Com momentos marcantes e pontuais sofridos pelo
machismo, Martha Adaime, pró-reitora de Graduação da UFSM, relatou
que a primeira situação de constrangimento foi na escolha pelo curso de Química
Industrial. “Isso não é profissão para mulher, é profissão para homem”, Martha
ouviu de seu pai. Decidida a cursar o que gostava, Martha seguiu o seu sonho.
“Quando a gente se encoraja e quando aprende a levantar a carga na queda, não
tem por que não seguir”. No momento do estágio na Petrobrás, no Rio de Janeiro,
foi selecionada para o Laboratório de Análise de Água. Questionado por ela
sobre se iria trabalhar na planta da empresa, seu chefe respondeu: “Não, nós
não costumamos colocar mulher na planta”. A escolha pelo perfil acadêmico na
UFSM deu a Martha a liberdade para realizar escolhas e trabalhar na gestão. “As
mulheres têm uma sensibilidade na gestão de saber ouvir até o fim uma conversa,
com qualquer pessoa que esteja na equipe e precisa ser ouvida”, comenta.

Emocionada com a difícil trajetória enfrentada,
Sônia Cechin, diretora do Centro de Ciências Naturais e Exatas (CCNE), contou sobre as dificuldades que teve para conciliar a faculdade e o papel de mãe ao mesmo
tempo. Com a ajuda do marido, Sônia
conseguiu vencer as barreiras, cursar mestrado e doutorado, e hoje ser diretora do CCNE. Apesar dos novos tempos, Sônia questiona: “E hoje, está melhor
do que esse período que eu passei? Nem tanto”. Segundo alguns dados relatados
por ela referentes aos bolsistas do CNPQ na UFSM, existem 13 mulheres e 41
homens na categoria 1, apenas três mulheres na categoria 1B, e na categoria
máxima, 1A, 10 homens e somente uma mulher, sendo que em todas as categorias as mulheres chegam a escrever o dobro de artigos do que os homens. Na
graduação, os dados não diferem muito. Nas 15 unidades de ensino na UFSM,
apenas três mulheres são diretoras de centro, apesar de elas representarem a
maioria nas universidades, 60%. “A gente vê por esses números que as coisas não
estão tão bem assim e que a gente tem muito o que fazer ainda para mudar esse
cenário”, relata Sônia, que observa a falta de incentivo às mulheres.
***
**REQUISITOS**
1. Duplique o trecho fornecido, começando em "Com momentos marcantes" e terminando em "o seu sonho.".
2. Reproduza todas as entradas renomeando "endpoint" para "service", sem mudar mais nada.
O trecho acima e as entradas são materiais independentes entre si.

**ENTRADAS DO EXERCÍCIO**
***
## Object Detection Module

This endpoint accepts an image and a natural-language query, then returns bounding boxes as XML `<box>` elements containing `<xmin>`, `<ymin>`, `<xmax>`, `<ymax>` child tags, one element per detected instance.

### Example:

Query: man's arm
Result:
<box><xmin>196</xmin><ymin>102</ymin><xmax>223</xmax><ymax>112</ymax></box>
***
**RESULTADOS ESPERADOS**
1.
Com momentos marcantes e pontuais sofridos pelo
machismo, Martha Adaime, pró-reitora de Graduação da UFSM, relatou
que a primeira situação de constrangimento foi na escolha pelo curso de Química
Industrial. “Isso não é profissão para mulher, é profissão para homem”, Martha
ouviu de seu pai. Decidida a cursar o que gostava, Martha seguiu o seu sonho.

2.
## Object Detection Module

This service accepts an image and a natural-language query, then returns bounding boxes as XML `<box>` elements containing `<xmin>`, `<ymin>`, `<xmax>`, `<ymax>` child tags, one element per detected instance.

### Example:

Query: man's arm
Result:
<box><xmin>196</xmin><ymin>102</ymin><xmax>223</xmax><ymax>112</ymax></box>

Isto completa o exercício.